**ARTICLE:**
From: Francisco Curbera <curbera@us.ibm.com>
Date: Fri, 12 Nov 2004 09:59:38 -0500
To: Brinild <brinild@yahoo.com>
Cc: public-ws-addressing@w3.org, public-ws-addressing-request@w3.org
Message-ID: <OF05AD784A.7815C4F9-ON85256F4A.0051AA53-85256F4A.00525D7A@us.ibm.com>

It is not that the sender controls the receiver's behavior, but the that
the sender's behavior must be consistent with its own expectations - in
this case the fact that it expects a possible reply.

For example, if the sender invokes a request response, then it is
reasonable to say that it expects a reply and thus it needs to encode a
replyTo. On the other hand, replies are often expected even if the WSDL MEP
does not necessarily imply them, so the sender may be encoding a replyTo in
cases where it is the semantics of the interaction, not the interface
definition, what drives the expectation of a reply.

Seems simple enough to me.


                      <brinild@yahoo.com>             To:       public-ws-addressing@w3.org                                                    
                      Sent by:                        cc:                                                                                      
                      public-ws-addressing-req        Subject:  RE: i028: Implications of the presence of ReplyTo                              
                      11/12/2004 08:25 AM                                                                                                      

In principle I agree.  However, as I stated in
another note, some of the definition text
for EPRs, such as FaulTo, would seem to imply that
the sender can control what it expects to
receive based on the presence or absence of
certain headers.  Perhaps it might be best if
these implications were not there?

**TASK GOAL:**
Answer these questions from the email:
1. On what date did Francisco Curbera send it?
2. What does it say a sender that invokes a request response needs to encode?
3. What subject line does the quoted note carry?
The lines after this have no connection to the email.

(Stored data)

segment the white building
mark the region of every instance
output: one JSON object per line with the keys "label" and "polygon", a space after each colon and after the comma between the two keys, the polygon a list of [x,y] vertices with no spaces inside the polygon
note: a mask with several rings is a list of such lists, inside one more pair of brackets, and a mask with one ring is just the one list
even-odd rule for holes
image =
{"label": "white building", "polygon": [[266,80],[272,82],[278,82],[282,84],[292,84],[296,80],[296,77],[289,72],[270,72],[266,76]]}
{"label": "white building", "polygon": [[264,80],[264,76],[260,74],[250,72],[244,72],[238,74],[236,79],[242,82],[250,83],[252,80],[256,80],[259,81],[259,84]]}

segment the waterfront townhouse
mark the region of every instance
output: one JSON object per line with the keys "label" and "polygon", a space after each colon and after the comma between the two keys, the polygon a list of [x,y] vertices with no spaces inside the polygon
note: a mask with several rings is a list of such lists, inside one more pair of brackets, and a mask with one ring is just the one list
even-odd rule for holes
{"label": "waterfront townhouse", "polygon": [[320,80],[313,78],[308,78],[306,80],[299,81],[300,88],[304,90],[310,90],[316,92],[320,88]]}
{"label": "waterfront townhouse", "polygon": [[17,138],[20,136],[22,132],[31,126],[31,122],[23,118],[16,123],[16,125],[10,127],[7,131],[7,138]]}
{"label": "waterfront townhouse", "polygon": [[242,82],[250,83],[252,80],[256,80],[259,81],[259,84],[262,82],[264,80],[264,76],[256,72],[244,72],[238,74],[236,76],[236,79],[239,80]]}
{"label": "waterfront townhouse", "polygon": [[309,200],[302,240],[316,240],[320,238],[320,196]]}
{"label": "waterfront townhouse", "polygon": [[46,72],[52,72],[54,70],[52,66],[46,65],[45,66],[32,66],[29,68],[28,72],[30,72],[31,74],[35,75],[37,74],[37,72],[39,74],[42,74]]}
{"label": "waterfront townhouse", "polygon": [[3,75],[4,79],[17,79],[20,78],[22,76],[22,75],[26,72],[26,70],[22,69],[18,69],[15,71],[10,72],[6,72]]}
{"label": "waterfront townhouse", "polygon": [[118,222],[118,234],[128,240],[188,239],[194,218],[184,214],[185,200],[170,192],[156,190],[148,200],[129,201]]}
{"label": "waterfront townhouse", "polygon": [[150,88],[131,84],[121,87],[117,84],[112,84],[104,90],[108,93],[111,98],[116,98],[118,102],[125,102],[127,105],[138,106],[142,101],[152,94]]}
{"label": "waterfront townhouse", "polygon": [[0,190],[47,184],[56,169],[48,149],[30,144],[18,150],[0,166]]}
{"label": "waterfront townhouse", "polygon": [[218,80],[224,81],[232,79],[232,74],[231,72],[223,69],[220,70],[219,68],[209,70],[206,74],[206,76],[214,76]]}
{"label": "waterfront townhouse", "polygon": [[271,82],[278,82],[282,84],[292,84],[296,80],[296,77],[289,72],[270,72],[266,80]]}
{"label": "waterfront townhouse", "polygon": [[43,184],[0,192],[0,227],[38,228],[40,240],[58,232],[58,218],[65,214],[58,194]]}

**EXERCISE ANSWER:**
1. Fri, 12 Nov 2004
2. A replyTo
3. RE: i028: Implications of the presence of ReplyTo